| Exercise instructions |
[A] According to the job posting for a McKesson reliability engineer, which scripting languages are given as examples?
[B] Resume the McKesson reliability engineer job posting after its last line, continuing the list of responsibilities.

======== Passage given ========

McKesson is looking for a Reliability Engineer to join their SRE team to build and maintain the infrastructure that powers their applications, ensuring they are reliable, scalable, and secure.
Requirements
- Hands-on experience with Azure, Kubernetes (AKS), and Terraform.
- Familiarity with HashiCorp Vault, GitHub, and scripting languages like Python or Ruby.
- Experience with ArgoCD.
- Experience with Puppet or similar configuration management tools.
- Experience with monitoring and observability tools (e.g., Datadog, Prometheus, Grafana, Azure Monitor).
- Exposure to CI/CD practices and tools.
- Familiarity with cloud security best practices.
Responsibilities
- Support and maintain infrastructure in Azure Public Cloud, with a focus on scalability and reliability.
- Manage and optimize Kubernetes clusters (AKS) for high availability and performance.
- Develop and maintain infrastructure as code using Terraform HCP.

======== Given data ========

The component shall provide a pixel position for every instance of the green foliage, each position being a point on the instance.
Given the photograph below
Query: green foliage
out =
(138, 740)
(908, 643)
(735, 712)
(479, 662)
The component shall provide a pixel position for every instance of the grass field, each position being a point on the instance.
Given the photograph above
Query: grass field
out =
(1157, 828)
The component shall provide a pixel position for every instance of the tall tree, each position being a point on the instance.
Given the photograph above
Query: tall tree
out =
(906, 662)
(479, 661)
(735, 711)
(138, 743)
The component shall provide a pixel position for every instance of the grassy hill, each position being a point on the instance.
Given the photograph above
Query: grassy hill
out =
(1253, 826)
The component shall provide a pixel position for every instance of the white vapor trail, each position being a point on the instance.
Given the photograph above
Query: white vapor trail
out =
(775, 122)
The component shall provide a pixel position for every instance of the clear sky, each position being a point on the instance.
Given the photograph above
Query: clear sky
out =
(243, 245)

========

| Task-by-task outputs |
[A] Python or Ruby.

[B]
- Implement and manage secrets and access control using HashiCorp Vault.
- Collaborate with development teams to improve CI/CD pipelines using GitHub Actions.
- Write automation scripts in Python or Ruby to streamline operations and reduce manual work.
- Maintain configuration management using Puppet.
Other
- Degree or equivalent and typically requires 2+ years of relevant experience.
- 1–2 years of experience in a Site Reliability, DevOps, or Infrastructure Engineering role.
- Understanding of Agile principles and experience working in Kanban teams.
- Strong problem-solving skills and a passion for automation and reliability.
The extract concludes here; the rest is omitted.